**Trecho selecionado**
=======

Essas colisões terão energias jamais atingidas na Terra: apenas durante os primeiros instantes após o Big Bang, o venerável evento que deu origem ao cosmo, as partículas colidiam constantemente com tal energia. Por isso, o LHC é chamado de "máquina do Big Bang". Toda nova tecnologia gera um misto de expectativa e medo, especialmente quando quebra novas barreiras do conhecimento, como é o caso do LHC.

No século passado, o mesmo ocorreu antes do teste da primeira bomba atômica, no deserto de Álamo Gordo: cálculos indicavam que existia uma probabilidade mínima de a explosão rasgar a atmosfera, possivelmente acelerando a extinção da vida no nosso planeta. O teste veio, a explosão ocorreu, o mundo não acabou.

No caso do LHC, bem mais inofensivo, o medo vem da possibilidade de miniburacos negros serem gerados durante as colisões. Dada a reputação nefasta desses objetos astrofísicos, especulações pipocaram em blogs do mundo inteiro: será que esses buracos negros irão crescer e tragar a Terra inteira? Será que esses físicos finalmente conseguirão acabar conosco? Vários processos foram abertos, tentando bloquear a operação do LHC.

Felizmente, foram rejeitados por juízes que, se não conhecem a física, ao menos obtiveram boa consultoria a respeito. Como garante a equipe de segurança do próprio Cern, o laboratório onde fica o LHC, não há qualquer perigo de que algo assim ocorra (public.web.cern.ch/Public/en/LHC/Safety-en.html).

=======

**Entradas brutas**
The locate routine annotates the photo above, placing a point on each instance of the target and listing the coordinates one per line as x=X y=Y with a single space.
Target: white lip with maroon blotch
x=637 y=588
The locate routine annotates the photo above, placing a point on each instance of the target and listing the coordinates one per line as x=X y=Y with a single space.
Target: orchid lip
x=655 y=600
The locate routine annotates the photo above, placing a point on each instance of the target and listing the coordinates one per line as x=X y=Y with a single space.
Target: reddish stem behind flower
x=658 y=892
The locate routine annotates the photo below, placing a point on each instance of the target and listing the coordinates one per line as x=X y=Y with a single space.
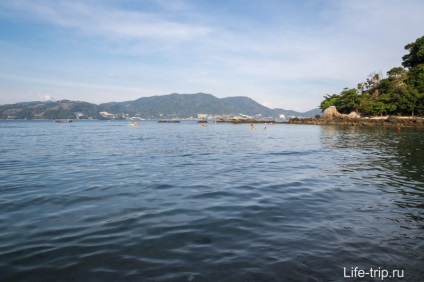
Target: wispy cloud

=======

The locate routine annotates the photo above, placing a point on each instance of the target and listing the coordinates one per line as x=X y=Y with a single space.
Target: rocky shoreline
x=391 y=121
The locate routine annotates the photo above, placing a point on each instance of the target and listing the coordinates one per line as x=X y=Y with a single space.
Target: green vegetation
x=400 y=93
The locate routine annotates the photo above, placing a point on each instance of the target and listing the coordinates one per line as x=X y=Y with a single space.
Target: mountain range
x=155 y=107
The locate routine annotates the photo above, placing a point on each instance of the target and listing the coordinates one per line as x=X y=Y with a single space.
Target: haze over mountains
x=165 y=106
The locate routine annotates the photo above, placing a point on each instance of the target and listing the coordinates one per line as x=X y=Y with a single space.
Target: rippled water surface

=======

**Instruções das tarefas**
• a. Reproduza sem alterações o texto sobre o LHC, desde "No século passado, o" até "mundo não acabou.", inclusive.
• b. Dê continuidade ao texto sobre o LHC a partir do ponto em que ele termina.

**Resultados**
• a.
No século passado, o mesmo ocorreu antes do teste da primeira bomba atômica, no deserto de Álamo Gordo: cálculos indicavam que existia uma probabilidade mínima de a explosão rasgar a atmosfera, possivelmente acelerando a extinção da vida no nosso planeta. O teste veio, a explosão ocorreu, o mundo não acabou.

• b.
Os miniburacos negros que podem ser produzidos no LHC evaporam em frações de segundo, sendo incapazes de qualquer efeito macroscópico. Na natureza, raios cósmicos também atingem energias altíssimas e podem, a princípio, produzi-los. Apesar de sermos constantemente bombardeados por raios cósmicos, ainda estamos aqui. Mais interessante do que as supostas ameaças é a sociologia do experimento. Dezenas de países e milhares de cientistas do mundo inteiro contribuíram para a construção do LHC. A física de partículas experimental é hoje uma atividade internacional.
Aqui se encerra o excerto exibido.